* Material shown *
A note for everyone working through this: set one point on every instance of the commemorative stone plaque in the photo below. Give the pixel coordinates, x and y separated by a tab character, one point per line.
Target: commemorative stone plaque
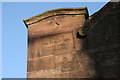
53	47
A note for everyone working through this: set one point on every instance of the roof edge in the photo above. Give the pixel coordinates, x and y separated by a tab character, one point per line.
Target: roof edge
82	10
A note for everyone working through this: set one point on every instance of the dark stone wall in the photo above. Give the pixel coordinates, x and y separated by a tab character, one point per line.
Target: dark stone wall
102	43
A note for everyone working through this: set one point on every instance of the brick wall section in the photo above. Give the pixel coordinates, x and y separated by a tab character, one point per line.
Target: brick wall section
103	41
54	51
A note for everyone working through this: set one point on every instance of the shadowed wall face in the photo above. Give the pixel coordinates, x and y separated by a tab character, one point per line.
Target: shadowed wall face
103	41
54	51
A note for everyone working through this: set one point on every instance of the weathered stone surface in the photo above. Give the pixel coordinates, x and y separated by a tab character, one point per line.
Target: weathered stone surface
53	45
103	40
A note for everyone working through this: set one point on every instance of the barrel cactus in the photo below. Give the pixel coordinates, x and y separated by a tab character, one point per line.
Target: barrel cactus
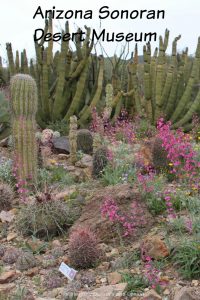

* Requirements *
Reproduce all of the data above line for line without changing anything, and leave the pictures out.

* Correct output *
A note for everyone working through this: set one point on every instance of the commemorative stone plaque in the photo below. Give the pixel coordinates, x and y separated by a tab character, one point per line.
Target: commemorative stone plaque
53	47
A note for everyone working through this: set one point on every instance of the roof edge in the photo above. Give the pixel coordinates, x and y separated by a tab character, one point per line.
Target: roof edge
82	10
A note for everyone working through this: set one point on every instance of the dark stone wall in the photo above. Give the pixel coordinates, x and y separated by a tab character, one point per line.
Target: dark stone wall
102	43
A note for everyone working through this: set one point on every instance of the brick wall section in the photo above. Give the pixel coordinates, x and y separated by a tab character, one point per line.
Target: brick wall section
103	41
54	51
A note for everyone working through this: set one point on every instance of the shadowed wall face in the photo above. Give the pixel coordinates, x and y separated by a tab character, one point per line.
Target: shadowed wall face
103	41
54	51
A note for everyone working through this: set one point on every instance of the weathered stone surface in the photo above. Give the pixel coordinates, x and y separated by a tab character, one point per line.
Target: weathered stone surface
53	45
103	40
A note for everyone working through this: set one point on every instance of the barrel cactus in the photo below. Give the pixel coordinates, x and y separated by a tab character, one point per line.
Target: barrel cactus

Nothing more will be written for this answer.